■ Passage ■
────────────────────────────────────────
Boko Haram:  Growing Regional ThreatBoko Haram:  Growing Regional Threat

Thousands of members of Nigeria’s extremist Boko Haram group strike across the border in Cameroon, with coordinated attacks on border towns, a troop convoy and a major barracks.

Farther north, Boko Haram employs recruits from Chad to enforce its control in northeastern Nigerian towns and cities, the Associated Press wrote.

In Niger, the government has declared a “humanitarian crisis” and appealed for international aid to help tens of thousands of Nigerian refugees driven from their homes by the insurgency.

These recent events show how neighboring countries are increasingly being drawn into Boko Haram’s warfare. Thousands of people have been killed in Nigeria’s 5-year insurgency and some 1.6 million people driven from their homes.

“We are concerned about the increasing regionalization of Boko Haram,” said Comfort Ero, Africa director for the International Crisis Group. The countries have been slow to recognize “the gravity and extent of the threat from Boko Haram.”

  Weak Cooperation

Ero cautioned that cooperation between the neighboring countries is weak. “None of the sides is willing to share information with the other,” Ero said. “There’s always been a lack of confidence in terms of shared regional security.”

She said there is also distrust of the capabilities of Nigeria’s once-proud military, which has been battered by Boko Haram. A court-martial this week sentenced 54 soldiers to death by firing squad for refusing to fight the extremists.

Chad responded this week by opening a regional “counter-terrorism cell” against Boko Haram in N’Djamena, Chad’s capital 40 miles (60 kilometers) from the Nigerian border, according to an adviser to French Defense Minister Jean-Yves Le Drian.

Boko Haram’s threat to neighboring countries was highlighted on Wednesday, when some 5,000 insurgents launched simultaneous attacks on border towns in Cameroon, that country’s Ministry of Defense said. During the fighting, the militants set off a roadside improvised explosive device that hit a military convoy. They also attacked the main border barracks at Amchide town, the defense statement said.
────────────────────────────────────────
■ Work required ■
Reproduce the part of the Boko Haram article starting at "In Niger, the" and ending at "from their homes.", word for word. The data that follows is separate material, unrelated to the Boko Haram article.
────────────────────────────────────────
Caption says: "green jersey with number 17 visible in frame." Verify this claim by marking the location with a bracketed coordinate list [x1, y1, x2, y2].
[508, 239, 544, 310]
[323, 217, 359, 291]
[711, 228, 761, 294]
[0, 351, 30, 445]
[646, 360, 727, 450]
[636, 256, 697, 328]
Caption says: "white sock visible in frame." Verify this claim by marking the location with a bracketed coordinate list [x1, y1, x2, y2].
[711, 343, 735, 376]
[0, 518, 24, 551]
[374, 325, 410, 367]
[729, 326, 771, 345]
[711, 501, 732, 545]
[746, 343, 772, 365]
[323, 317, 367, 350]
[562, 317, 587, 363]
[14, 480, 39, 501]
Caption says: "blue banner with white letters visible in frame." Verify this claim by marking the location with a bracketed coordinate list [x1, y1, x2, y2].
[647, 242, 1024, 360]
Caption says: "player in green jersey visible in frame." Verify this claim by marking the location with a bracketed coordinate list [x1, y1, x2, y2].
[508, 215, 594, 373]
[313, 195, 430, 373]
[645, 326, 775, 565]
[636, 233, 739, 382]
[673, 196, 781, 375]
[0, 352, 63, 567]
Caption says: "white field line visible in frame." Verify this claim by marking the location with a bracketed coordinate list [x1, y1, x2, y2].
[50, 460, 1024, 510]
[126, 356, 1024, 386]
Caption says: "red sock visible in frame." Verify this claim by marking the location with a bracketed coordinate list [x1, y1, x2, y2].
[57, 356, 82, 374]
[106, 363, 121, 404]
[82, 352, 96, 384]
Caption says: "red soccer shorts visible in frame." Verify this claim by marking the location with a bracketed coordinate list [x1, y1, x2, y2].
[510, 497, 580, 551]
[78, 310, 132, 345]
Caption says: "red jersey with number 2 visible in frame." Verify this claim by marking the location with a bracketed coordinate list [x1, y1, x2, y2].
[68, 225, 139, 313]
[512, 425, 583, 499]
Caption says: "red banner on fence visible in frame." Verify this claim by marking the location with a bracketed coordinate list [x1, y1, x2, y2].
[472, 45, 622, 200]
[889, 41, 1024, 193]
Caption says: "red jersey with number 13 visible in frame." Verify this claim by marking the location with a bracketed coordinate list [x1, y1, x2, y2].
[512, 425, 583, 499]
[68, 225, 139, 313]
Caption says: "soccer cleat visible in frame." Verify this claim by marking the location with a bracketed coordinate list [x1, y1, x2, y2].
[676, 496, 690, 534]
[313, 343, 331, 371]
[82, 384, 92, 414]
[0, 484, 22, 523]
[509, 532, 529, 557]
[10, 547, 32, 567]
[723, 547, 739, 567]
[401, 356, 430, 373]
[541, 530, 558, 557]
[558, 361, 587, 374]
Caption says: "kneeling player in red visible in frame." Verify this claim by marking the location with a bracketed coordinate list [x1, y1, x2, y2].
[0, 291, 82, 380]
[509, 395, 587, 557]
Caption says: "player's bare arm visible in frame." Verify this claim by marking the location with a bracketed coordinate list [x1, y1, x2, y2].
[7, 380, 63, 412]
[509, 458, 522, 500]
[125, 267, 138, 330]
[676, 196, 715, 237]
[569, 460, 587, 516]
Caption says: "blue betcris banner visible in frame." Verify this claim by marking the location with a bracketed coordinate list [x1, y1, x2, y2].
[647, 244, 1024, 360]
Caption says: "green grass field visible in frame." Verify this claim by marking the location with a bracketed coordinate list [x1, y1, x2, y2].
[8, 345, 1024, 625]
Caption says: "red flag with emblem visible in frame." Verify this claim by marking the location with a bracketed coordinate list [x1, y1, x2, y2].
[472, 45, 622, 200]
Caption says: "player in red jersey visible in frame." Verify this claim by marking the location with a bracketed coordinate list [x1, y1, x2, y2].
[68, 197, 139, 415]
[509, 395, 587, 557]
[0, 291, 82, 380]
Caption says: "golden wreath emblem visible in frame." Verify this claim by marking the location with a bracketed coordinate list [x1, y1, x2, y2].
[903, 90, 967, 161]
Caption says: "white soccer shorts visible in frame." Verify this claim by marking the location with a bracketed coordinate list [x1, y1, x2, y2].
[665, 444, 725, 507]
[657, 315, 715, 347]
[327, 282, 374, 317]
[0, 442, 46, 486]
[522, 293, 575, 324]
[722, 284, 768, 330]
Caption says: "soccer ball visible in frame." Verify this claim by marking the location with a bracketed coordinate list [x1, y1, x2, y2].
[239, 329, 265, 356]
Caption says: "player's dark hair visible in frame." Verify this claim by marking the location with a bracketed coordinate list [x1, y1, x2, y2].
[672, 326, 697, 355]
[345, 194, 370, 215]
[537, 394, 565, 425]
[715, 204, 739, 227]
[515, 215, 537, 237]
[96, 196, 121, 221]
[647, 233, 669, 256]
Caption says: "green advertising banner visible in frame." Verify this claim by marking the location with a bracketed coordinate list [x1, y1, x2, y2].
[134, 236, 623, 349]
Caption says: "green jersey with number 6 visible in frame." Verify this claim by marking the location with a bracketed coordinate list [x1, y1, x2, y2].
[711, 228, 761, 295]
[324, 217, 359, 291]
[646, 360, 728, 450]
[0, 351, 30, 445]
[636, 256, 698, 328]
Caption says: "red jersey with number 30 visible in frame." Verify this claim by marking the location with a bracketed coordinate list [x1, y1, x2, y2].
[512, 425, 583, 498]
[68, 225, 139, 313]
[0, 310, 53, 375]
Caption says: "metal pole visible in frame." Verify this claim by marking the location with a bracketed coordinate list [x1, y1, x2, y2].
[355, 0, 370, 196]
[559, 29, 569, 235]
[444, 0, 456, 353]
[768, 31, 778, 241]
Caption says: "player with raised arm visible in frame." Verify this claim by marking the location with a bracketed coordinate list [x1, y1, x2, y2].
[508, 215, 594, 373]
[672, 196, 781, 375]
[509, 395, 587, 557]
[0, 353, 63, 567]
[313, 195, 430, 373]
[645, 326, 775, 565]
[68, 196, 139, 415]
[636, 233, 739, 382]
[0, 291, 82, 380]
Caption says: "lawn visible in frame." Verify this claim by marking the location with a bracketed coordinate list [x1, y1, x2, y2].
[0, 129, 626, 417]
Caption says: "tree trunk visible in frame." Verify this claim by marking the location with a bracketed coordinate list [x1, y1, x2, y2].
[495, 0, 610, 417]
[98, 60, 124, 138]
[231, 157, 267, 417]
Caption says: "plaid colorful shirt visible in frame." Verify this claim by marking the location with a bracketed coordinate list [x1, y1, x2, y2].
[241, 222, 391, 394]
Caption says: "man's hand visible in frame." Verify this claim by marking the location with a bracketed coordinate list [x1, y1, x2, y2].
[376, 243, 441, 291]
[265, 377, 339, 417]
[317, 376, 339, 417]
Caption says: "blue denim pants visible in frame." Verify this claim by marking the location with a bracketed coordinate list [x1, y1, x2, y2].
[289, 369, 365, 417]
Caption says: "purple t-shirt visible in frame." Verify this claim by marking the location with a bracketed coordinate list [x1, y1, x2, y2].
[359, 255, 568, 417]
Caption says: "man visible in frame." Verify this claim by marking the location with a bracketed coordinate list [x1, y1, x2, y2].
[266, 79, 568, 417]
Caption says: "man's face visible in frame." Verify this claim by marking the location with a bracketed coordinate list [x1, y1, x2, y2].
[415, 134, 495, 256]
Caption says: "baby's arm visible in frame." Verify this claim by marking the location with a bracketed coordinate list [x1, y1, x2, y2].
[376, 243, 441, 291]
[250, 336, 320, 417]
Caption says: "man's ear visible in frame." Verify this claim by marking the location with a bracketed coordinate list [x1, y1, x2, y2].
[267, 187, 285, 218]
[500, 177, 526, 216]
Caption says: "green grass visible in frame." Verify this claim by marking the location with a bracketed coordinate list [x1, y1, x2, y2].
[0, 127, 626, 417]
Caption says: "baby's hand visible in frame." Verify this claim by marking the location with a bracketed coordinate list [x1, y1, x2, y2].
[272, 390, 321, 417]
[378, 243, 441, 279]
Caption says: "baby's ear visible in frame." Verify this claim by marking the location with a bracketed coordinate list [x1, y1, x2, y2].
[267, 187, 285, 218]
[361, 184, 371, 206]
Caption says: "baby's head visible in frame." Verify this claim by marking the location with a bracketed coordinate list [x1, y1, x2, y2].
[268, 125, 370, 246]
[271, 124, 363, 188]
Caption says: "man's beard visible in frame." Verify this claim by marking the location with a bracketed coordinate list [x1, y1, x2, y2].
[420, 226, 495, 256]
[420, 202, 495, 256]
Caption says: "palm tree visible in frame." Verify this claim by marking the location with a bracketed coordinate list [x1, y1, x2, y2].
────────────────────────────────────────
■ Answer to this exercise ■
In Niger, the government has declared a “humanitarian crisis” and appealed for international aid to help tens of thousands of Nigerian refugees driven from their homes by the insurgency.

These recent events show how neighboring countries are increasingly being drawn into Boko Haram’s warfare. Thousands of people have been killed in Nigeria’s 5-year insurgency and some 1.6 million people driven from their homes.